### JOB
Repeat the listing exactly as given, omitting every image.

### RECORDS SHOWN
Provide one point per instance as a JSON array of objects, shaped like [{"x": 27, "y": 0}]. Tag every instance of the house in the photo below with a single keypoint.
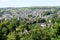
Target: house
[{"x": 7, "y": 16}]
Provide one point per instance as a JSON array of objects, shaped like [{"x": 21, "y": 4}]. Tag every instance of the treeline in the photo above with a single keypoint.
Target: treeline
[{"x": 29, "y": 29}]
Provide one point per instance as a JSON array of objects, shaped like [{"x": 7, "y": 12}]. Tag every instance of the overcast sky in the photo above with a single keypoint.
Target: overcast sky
[{"x": 27, "y": 3}]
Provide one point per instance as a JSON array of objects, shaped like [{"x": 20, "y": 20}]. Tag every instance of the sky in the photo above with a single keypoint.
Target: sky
[{"x": 28, "y": 3}]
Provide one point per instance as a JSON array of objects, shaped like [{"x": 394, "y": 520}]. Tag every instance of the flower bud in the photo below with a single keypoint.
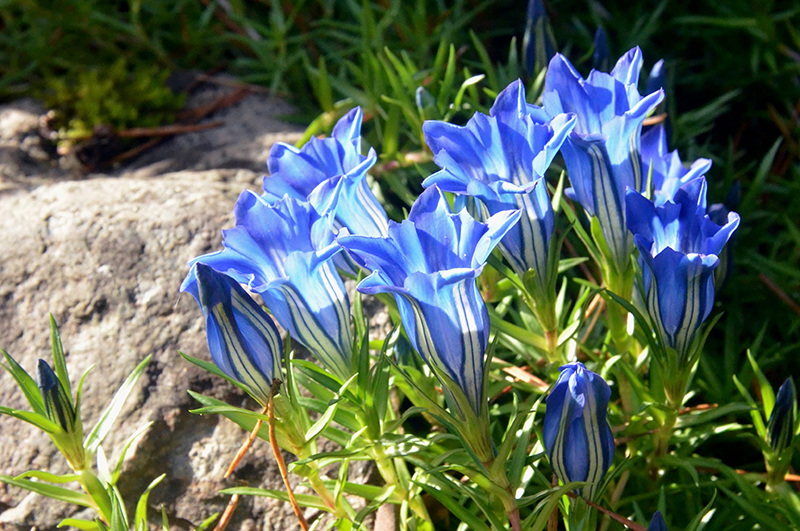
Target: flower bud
[
  {"x": 780, "y": 429},
  {"x": 58, "y": 404},
  {"x": 243, "y": 340},
  {"x": 577, "y": 437},
  {"x": 61, "y": 411}
]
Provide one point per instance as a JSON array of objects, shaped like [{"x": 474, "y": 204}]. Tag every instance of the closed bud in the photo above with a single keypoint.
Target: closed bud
[
  {"x": 577, "y": 437},
  {"x": 61, "y": 411},
  {"x": 780, "y": 429},
  {"x": 243, "y": 340},
  {"x": 58, "y": 404}
]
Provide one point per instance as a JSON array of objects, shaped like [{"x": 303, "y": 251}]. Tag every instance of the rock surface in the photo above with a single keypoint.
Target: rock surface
[{"x": 105, "y": 254}]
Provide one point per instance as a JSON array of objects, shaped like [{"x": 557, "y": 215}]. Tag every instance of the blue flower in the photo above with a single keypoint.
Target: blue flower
[
  {"x": 718, "y": 213},
  {"x": 577, "y": 437},
  {"x": 429, "y": 262},
  {"x": 243, "y": 340},
  {"x": 57, "y": 402},
  {"x": 657, "y": 78},
  {"x": 669, "y": 173},
  {"x": 501, "y": 159},
  {"x": 601, "y": 56},
  {"x": 679, "y": 249},
  {"x": 284, "y": 253},
  {"x": 657, "y": 523},
  {"x": 781, "y": 428},
  {"x": 602, "y": 151},
  {"x": 319, "y": 166},
  {"x": 60, "y": 410}
]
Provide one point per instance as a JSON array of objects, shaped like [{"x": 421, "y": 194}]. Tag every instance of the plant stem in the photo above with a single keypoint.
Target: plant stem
[
  {"x": 94, "y": 488},
  {"x": 387, "y": 472}
]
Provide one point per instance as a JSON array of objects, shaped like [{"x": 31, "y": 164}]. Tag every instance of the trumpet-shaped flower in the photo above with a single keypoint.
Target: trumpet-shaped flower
[
  {"x": 284, "y": 253},
  {"x": 501, "y": 159},
  {"x": 243, "y": 341},
  {"x": 679, "y": 249},
  {"x": 577, "y": 437},
  {"x": 320, "y": 165},
  {"x": 429, "y": 262},
  {"x": 669, "y": 173},
  {"x": 602, "y": 151},
  {"x": 781, "y": 425}
]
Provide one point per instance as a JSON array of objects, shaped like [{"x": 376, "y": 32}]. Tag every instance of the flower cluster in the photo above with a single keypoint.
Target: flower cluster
[{"x": 318, "y": 216}]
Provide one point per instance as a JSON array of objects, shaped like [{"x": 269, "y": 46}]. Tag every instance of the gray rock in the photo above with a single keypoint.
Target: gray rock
[{"x": 105, "y": 255}]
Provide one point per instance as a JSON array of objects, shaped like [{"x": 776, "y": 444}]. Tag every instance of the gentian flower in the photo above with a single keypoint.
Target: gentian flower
[
  {"x": 284, "y": 253},
  {"x": 602, "y": 151},
  {"x": 781, "y": 428},
  {"x": 501, "y": 159},
  {"x": 657, "y": 523},
  {"x": 601, "y": 56},
  {"x": 243, "y": 341},
  {"x": 429, "y": 262},
  {"x": 320, "y": 165},
  {"x": 657, "y": 78},
  {"x": 57, "y": 403},
  {"x": 577, "y": 437},
  {"x": 538, "y": 42},
  {"x": 679, "y": 249},
  {"x": 718, "y": 213},
  {"x": 669, "y": 173}
]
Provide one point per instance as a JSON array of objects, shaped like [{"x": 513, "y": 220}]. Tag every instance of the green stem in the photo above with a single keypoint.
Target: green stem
[
  {"x": 622, "y": 285},
  {"x": 670, "y": 420},
  {"x": 95, "y": 488},
  {"x": 323, "y": 492},
  {"x": 386, "y": 469}
]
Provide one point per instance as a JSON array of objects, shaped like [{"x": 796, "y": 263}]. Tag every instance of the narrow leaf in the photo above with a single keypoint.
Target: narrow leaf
[{"x": 113, "y": 410}]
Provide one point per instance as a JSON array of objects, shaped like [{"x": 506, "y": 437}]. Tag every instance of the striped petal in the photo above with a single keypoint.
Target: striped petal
[
  {"x": 286, "y": 252},
  {"x": 499, "y": 159},
  {"x": 243, "y": 341},
  {"x": 429, "y": 262},
  {"x": 577, "y": 437},
  {"x": 781, "y": 426},
  {"x": 679, "y": 249},
  {"x": 306, "y": 172}
]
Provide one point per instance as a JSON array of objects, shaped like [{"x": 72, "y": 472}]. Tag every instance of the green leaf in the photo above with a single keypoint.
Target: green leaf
[
  {"x": 694, "y": 525},
  {"x": 118, "y": 468},
  {"x": 26, "y": 384},
  {"x": 59, "y": 361},
  {"x": 51, "y": 491},
  {"x": 41, "y": 422},
  {"x": 447, "y": 80},
  {"x": 84, "y": 525},
  {"x": 322, "y": 423},
  {"x": 205, "y": 524},
  {"x": 452, "y": 504},
  {"x": 140, "y": 516},
  {"x": 755, "y": 189},
  {"x": 114, "y": 408}
]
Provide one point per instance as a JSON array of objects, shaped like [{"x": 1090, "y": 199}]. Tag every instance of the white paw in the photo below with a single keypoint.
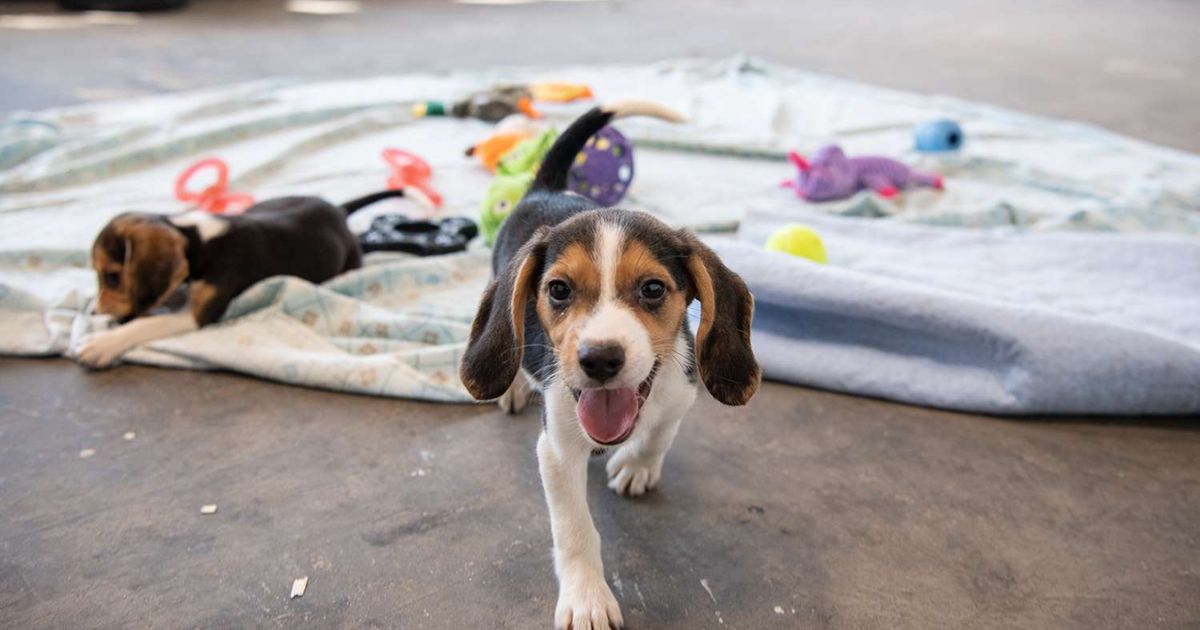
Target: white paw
[
  {"x": 587, "y": 604},
  {"x": 515, "y": 400},
  {"x": 633, "y": 475},
  {"x": 101, "y": 349}
]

### THE SOLUTION
Provide one point per instance as a JSON array of objects, shaped like [{"x": 27, "y": 0}]. Tag every instance of the house in the photo below with a single keypoint.
Target: house
[{"x": 7, "y": 16}]
Provide one point per instance as a JSON array of objects, shaped like [{"x": 21, "y": 4}]. Tag every instance of the treeline in the photo above with a single keypoint.
Target: treeline
[{"x": 29, "y": 29}]
Provide one point per instance as a JSON array of objects, shaped like [{"x": 7, "y": 12}]. Tag every instance of the overcast sky in the photo above with a single keypoint.
Target: overcast sky
[{"x": 27, "y": 3}]
Provide one point per instance as a JSON array of objects, shaped like [{"x": 20, "y": 20}]. Tag every instance of the sky in the photo above with a single keypoint.
Target: sky
[{"x": 28, "y": 3}]
Provide one point per instance as a JSON array of objects, shaped like [{"x": 394, "y": 520}]. Tag every instance of the flower bud in the photo below with a single keypoint.
Target: flower bud
[
  {"x": 780, "y": 429},
  {"x": 58, "y": 404},
  {"x": 243, "y": 340},
  {"x": 577, "y": 437},
  {"x": 61, "y": 411}
]
Provide one point per instance as a JSON array of objects, shaped like [{"x": 474, "y": 204}]. Tag every instance of the closed bud in the photo above with a single keypoint.
Target: closed bud
[
  {"x": 577, "y": 437},
  {"x": 61, "y": 411},
  {"x": 780, "y": 429},
  {"x": 243, "y": 340},
  {"x": 58, "y": 404}
]
Provide one point per instance as a JSON array of objects, shaped like [{"x": 303, "y": 251}]. Tag every instance of the rock surface in the photo above with a single keypoint.
Target: rock surface
[{"x": 105, "y": 254}]
Provide one point per instance as a JSON array of objects, shaped like [{"x": 557, "y": 215}]. Tag every instance of the blue flower in the photo above with a single keypoint.
Target: blue flower
[
  {"x": 718, "y": 213},
  {"x": 577, "y": 437},
  {"x": 429, "y": 262},
  {"x": 243, "y": 340},
  {"x": 57, "y": 402},
  {"x": 657, "y": 78},
  {"x": 669, "y": 173},
  {"x": 501, "y": 159},
  {"x": 601, "y": 56},
  {"x": 679, "y": 249},
  {"x": 284, "y": 253},
  {"x": 657, "y": 523},
  {"x": 781, "y": 428},
  {"x": 602, "y": 151},
  {"x": 319, "y": 166},
  {"x": 60, "y": 410}
]
Provide one point per instance as a JSON array of objects, shaped like [{"x": 421, "y": 194}]. Tag every instance of the plant stem in the photo above with a single keypoint.
Target: plant stem
[
  {"x": 94, "y": 488},
  {"x": 387, "y": 472}
]
Provide one point per instance as a JSON array of objects, shaped like [{"x": 31, "y": 164}]. Tag every instance of the trumpet-shaped flower in the photo above with a single keypoint.
Target: trumpet-shaped flower
[
  {"x": 284, "y": 253},
  {"x": 501, "y": 159},
  {"x": 243, "y": 341},
  {"x": 679, "y": 249},
  {"x": 577, "y": 437},
  {"x": 320, "y": 165},
  {"x": 429, "y": 262},
  {"x": 669, "y": 173},
  {"x": 602, "y": 151},
  {"x": 781, "y": 425}
]
Provide one point per instance as a JSON array of objects, shaped like [{"x": 376, "y": 32}]. Tag every instance of the flower cluster in the photo above with a single keypoint.
Target: flower cluster
[{"x": 318, "y": 216}]
Provide one point per instance as a JSON array of objects, shaped like [{"x": 269, "y": 46}]. Tag every instance of the gray rock in the photo above with a single keypoint.
Target: gray rock
[{"x": 105, "y": 255}]
Provide one point per instance as a JSON array of objects, shaped like [{"x": 776, "y": 444}]. Tag every instance of the gentian flower in the photo above with a single keypoint.
Target: gentian flower
[
  {"x": 284, "y": 253},
  {"x": 602, "y": 151},
  {"x": 781, "y": 428},
  {"x": 501, "y": 159},
  {"x": 657, "y": 523},
  {"x": 601, "y": 56},
  {"x": 243, "y": 341},
  {"x": 429, "y": 262},
  {"x": 320, "y": 165},
  {"x": 657, "y": 78},
  {"x": 57, "y": 403},
  {"x": 577, "y": 437},
  {"x": 538, "y": 42},
  {"x": 679, "y": 249},
  {"x": 718, "y": 213},
  {"x": 669, "y": 173}
]
Provide one point per instance as a JSON array of objects, shaped like [{"x": 513, "y": 220}]. Tag every instance of the green stem in the photo above with a single keypoint.
Target: green stem
[
  {"x": 622, "y": 285},
  {"x": 670, "y": 420},
  {"x": 95, "y": 488},
  {"x": 323, "y": 492},
  {"x": 386, "y": 469}
]
Provide one point per instance as a JSON array of objects, shaped like [{"x": 796, "y": 263}]. Tag every instance of the narrow leaf in the photo above with a single keypoint.
Target: narrow leaf
[{"x": 113, "y": 410}]
Provide one point per instance as a JSON array of objects, shaped like [{"x": 506, "y": 437}]. Tag every instance of the striped petal in the photo above with a single keypoint.
Target: striped petal
[
  {"x": 286, "y": 252},
  {"x": 499, "y": 159},
  {"x": 243, "y": 341},
  {"x": 429, "y": 262},
  {"x": 577, "y": 437},
  {"x": 781, "y": 426},
  {"x": 679, "y": 249},
  {"x": 306, "y": 172}
]
Provide one point per instance as a JSON array of objects, shaped like [{"x": 72, "y": 472}]. Tag every instance of the green leaf in the photo above with a single keypoint.
Target: green leaf
[
  {"x": 694, "y": 525},
  {"x": 118, "y": 468},
  {"x": 26, "y": 384},
  {"x": 59, "y": 361},
  {"x": 51, "y": 491},
  {"x": 41, "y": 422},
  {"x": 447, "y": 80},
  {"x": 84, "y": 525},
  {"x": 322, "y": 423},
  {"x": 205, "y": 524},
  {"x": 452, "y": 504},
  {"x": 140, "y": 516},
  {"x": 755, "y": 189},
  {"x": 114, "y": 408}
]
Provide one point per instance as a JSON array of objects, shaped like [{"x": 1090, "y": 199}]. Tag every instance of the white paw in the photo below with a single keypoint.
Target: white paw
[
  {"x": 587, "y": 604},
  {"x": 515, "y": 400},
  {"x": 633, "y": 475},
  {"x": 101, "y": 349}
]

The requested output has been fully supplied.